* [Exercise directions]
Rewrite the records from their start through the line that contains "ask: trace the outline of every instance of the **sidewalk**", changing "trace" to "draw" and leaving everything else as it is.

********

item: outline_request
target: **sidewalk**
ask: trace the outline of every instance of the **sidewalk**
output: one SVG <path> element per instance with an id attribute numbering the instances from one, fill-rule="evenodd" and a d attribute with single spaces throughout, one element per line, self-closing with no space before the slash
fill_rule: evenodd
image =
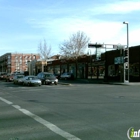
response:
<path id="1" fill-rule="evenodd" d="M 59 80 L 59 84 L 72 85 L 72 84 L 111 84 L 111 85 L 140 85 L 140 82 L 104 82 L 103 79 L 75 79 L 75 80 Z"/>

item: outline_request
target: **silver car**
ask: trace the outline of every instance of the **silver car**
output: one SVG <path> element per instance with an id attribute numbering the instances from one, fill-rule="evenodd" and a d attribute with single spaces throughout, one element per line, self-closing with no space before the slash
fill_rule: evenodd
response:
<path id="1" fill-rule="evenodd" d="M 22 83 L 22 79 L 24 78 L 24 75 L 15 75 L 13 78 L 13 83 L 14 84 L 21 84 Z"/>
<path id="2" fill-rule="evenodd" d="M 38 85 L 41 86 L 41 80 L 39 80 L 36 76 L 29 75 L 23 78 L 23 85 Z"/>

********

* [Completed task]
item: outline_request
target: **sidewalk**
ask: draw the outline of every instance of the **sidewalk**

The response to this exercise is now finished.